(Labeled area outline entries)
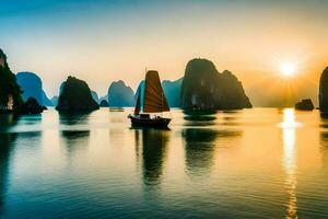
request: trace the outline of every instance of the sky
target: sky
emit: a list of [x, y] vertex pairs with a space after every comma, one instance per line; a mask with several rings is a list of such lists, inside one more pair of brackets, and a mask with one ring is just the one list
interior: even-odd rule
[[[207, 58], [236, 74], [254, 103], [317, 103], [327, 9], [325, 0], [0, 0], [0, 48], [49, 96], [70, 74], [105, 95], [117, 80], [136, 90], [145, 68], [176, 80], [190, 59]], [[285, 64], [294, 76], [282, 74]]]

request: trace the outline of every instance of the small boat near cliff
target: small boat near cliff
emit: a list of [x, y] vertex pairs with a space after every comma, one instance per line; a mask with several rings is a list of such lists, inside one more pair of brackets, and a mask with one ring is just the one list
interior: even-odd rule
[[163, 117], [163, 113], [169, 112], [169, 106], [157, 71], [147, 72], [145, 81], [138, 88], [137, 95], [134, 113], [128, 116], [132, 127], [167, 128], [171, 118]]

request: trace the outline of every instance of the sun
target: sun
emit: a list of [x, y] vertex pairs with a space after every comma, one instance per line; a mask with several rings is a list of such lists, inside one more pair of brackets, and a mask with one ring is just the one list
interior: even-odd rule
[[295, 66], [292, 64], [282, 64], [280, 66], [280, 71], [284, 77], [292, 77], [295, 74]]

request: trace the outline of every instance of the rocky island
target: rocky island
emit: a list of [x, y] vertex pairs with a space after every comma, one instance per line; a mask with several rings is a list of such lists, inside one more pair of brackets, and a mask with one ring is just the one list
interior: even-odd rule
[[93, 100], [91, 90], [85, 81], [68, 77], [62, 85], [56, 110], [59, 112], [91, 112], [99, 105]]
[[15, 74], [10, 70], [7, 56], [0, 49], [0, 113], [22, 111], [23, 100]]
[[23, 114], [40, 114], [44, 112], [44, 107], [38, 104], [37, 100], [34, 97], [28, 97], [23, 104]]
[[227, 70], [220, 73], [207, 59], [192, 59], [187, 64], [180, 103], [184, 110], [200, 111], [251, 107], [242, 82]]
[[180, 106], [180, 91], [184, 78], [176, 81], [164, 80], [162, 82], [162, 88], [167, 99], [169, 107]]

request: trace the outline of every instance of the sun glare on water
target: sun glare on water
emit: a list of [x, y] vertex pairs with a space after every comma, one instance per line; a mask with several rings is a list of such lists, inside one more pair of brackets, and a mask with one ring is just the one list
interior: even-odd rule
[[284, 77], [292, 77], [295, 74], [295, 66], [292, 64], [282, 64], [280, 71]]

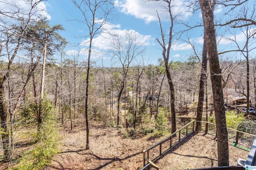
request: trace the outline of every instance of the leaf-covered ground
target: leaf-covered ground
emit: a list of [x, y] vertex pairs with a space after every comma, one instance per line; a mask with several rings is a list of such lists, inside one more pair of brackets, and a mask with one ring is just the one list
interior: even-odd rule
[[[143, 166], [142, 151], [160, 140], [149, 136], [125, 139], [122, 131], [91, 127], [90, 149], [85, 150], [86, 131], [76, 127], [61, 133], [62, 152], [47, 170], [139, 170]], [[248, 152], [230, 145], [230, 165], [238, 158], [246, 159]], [[194, 133], [155, 162], [160, 169], [181, 170], [216, 166], [217, 142], [214, 137]]]

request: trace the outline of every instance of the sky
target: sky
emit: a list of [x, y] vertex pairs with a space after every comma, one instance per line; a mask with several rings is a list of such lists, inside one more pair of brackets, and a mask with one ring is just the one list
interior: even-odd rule
[[[176, 8], [174, 13], [178, 12], [184, 18], [185, 22], [189, 20], [193, 20], [192, 17], [197, 18], [199, 20], [202, 19], [200, 18], [200, 14], [197, 14], [197, 16], [192, 16], [192, 13], [186, 12], [188, 9], [184, 7], [184, 4], [182, 4], [182, 0], [176, 1], [178, 2], [176, 3], [176, 5], [178, 8]], [[86, 39], [80, 37], [88, 35], [86, 26], [84, 23], [74, 20], [82, 20], [82, 13], [72, 2], [68, 0], [50, 0], [44, 3], [46, 4], [47, 13], [50, 16], [50, 24], [62, 24], [66, 31], [60, 32], [60, 34], [66, 39], [71, 46], [74, 46], [68, 48], [67, 54], [70, 55], [77, 55], [79, 49], [88, 47], [88, 46], [81, 45]], [[157, 64], [158, 59], [162, 58], [162, 47], [156, 40], [156, 38], [161, 39], [161, 31], [156, 10], [158, 11], [162, 21], [164, 31], [166, 33], [168, 33], [170, 25], [168, 13], [164, 12], [161, 6], [163, 5], [162, 2], [145, 3], [140, 0], [115, 0], [114, 4], [114, 13], [116, 16], [114, 20], [110, 21], [110, 23], [113, 26], [112, 30], [118, 35], [123, 34], [126, 30], [136, 34], [137, 38], [143, 43], [143, 47], [146, 48], [143, 56], [144, 63]], [[166, 5], [164, 3], [163, 4]], [[184, 27], [182, 25], [179, 27]], [[178, 28], [174, 28], [174, 29], [178, 30]], [[202, 30], [202, 28], [200, 29]], [[202, 31], [198, 29], [195, 30], [192, 35], [190, 35], [194, 39], [198, 39], [197, 41], [198, 41], [200, 40], [200, 38], [201, 35]], [[200, 43], [200, 41], [199, 43]], [[79, 44], [80, 45], [78, 47], [77, 45]], [[102, 52], [104, 54], [104, 56], [102, 53], [93, 54], [92, 61], [101, 63], [100, 59], [103, 57], [104, 64], [111, 64], [112, 56], [110, 50], [112, 47], [109, 39], [98, 36], [93, 43], [93, 48], [96, 51]], [[172, 45], [170, 60], [174, 61], [187, 60], [188, 55], [191, 53], [191, 46], [186, 42], [182, 40], [177, 41]], [[87, 51], [84, 51], [84, 53], [80, 53], [80, 57], [86, 60]], [[136, 62], [141, 63], [142, 58], [138, 57]]]
[[[9, 0], [14, 2], [24, 9], [28, 8], [25, 3], [26, 0], [1, 0], [0, 9], [6, 10], [8, 9], [7, 3], [4, 2]], [[175, 17], [175, 22], [170, 61], [186, 61], [190, 57], [195, 56], [190, 43], [194, 46], [198, 55], [200, 56], [202, 53], [203, 27], [197, 27], [188, 31], [182, 32], [189, 28], [185, 25], [192, 27], [196, 25], [202, 25], [201, 11], [199, 9], [192, 12], [192, 9], [188, 7], [189, 5], [188, 2], [190, 1], [174, 0], [172, 4], [173, 16]], [[254, 1], [254, 0], [250, 0], [248, 3]], [[112, 2], [114, 4], [112, 13], [114, 15], [114, 19], [108, 20], [104, 28], [123, 37], [126, 31], [136, 35], [137, 39], [145, 48], [145, 51], [143, 55], [137, 57], [134, 63], [158, 64], [158, 59], [162, 58], [162, 47], [156, 40], [157, 39], [161, 39], [157, 11], [161, 21], [163, 32], [166, 37], [170, 24], [168, 14], [163, 8], [166, 6], [166, 3], [162, 1], [146, 2], [142, 0], [113, 0]], [[72, 1], [43, 1], [39, 4], [38, 8], [44, 10], [40, 15], [48, 18], [51, 25], [61, 24], [65, 29], [65, 31], [60, 31], [59, 33], [69, 43], [65, 49], [66, 58], [71, 59], [74, 56], [78, 56], [79, 60], [87, 61], [88, 46], [86, 42], [88, 40], [89, 31], [86, 25], [79, 21], [84, 20], [82, 13]], [[227, 18], [228, 17], [224, 15], [228, 10], [220, 5], [216, 5], [214, 11], [216, 20], [223, 23], [228, 20]], [[88, 15], [90, 16], [90, 14]], [[231, 15], [230, 16], [232, 16]], [[255, 32], [254, 27], [251, 29], [251, 32]], [[241, 44], [244, 43], [244, 29], [236, 29], [235, 31], [234, 30], [231, 30], [224, 27], [216, 28], [219, 52], [228, 49], [232, 49], [236, 48], [234, 43], [227, 39], [236, 39], [238, 43]], [[225, 35], [225, 38], [223, 35]], [[97, 35], [93, 40], [93, 52], [91, 59], [98, 65], [103, 63], [104, 66], [110, 66], [114, 63], [111, 53], [113, 49], [111, 39], [110, 35], [103, 33]], [[233, 53], [228, 55], [237, 54]], [[59, 58], [58, 54], [56, 54], [55, 57], [57, 59]]]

Stated exercise: In the part that opens at the start of the items and closes with the line containing "76], [282, 74]]]", rename "sky" to "open sky" and leave everything else as it is. Return only those lines, without the pictures.

Answer below:
request: trace the outline of every instance of the open sky
target: open sky
emit: a list of [x, y] vertex pairs with a space after every comma, one instance per line; a mask with several rings is a list of such lists, inside one more pair of brackets, and a mask with one ring is just the one list
interior: even-odd rule
[[[207, 58], [236, 74], [254, 103], [317, 103], [327, 9], [325, 0], [0, 0], [0, 48], [49, 96], [70, 74], [105, 95], [117, 80], [136, 90], [145, 68], [176, 80], [190, 59]], [[285, 64], [294, 76], [282, 74]]]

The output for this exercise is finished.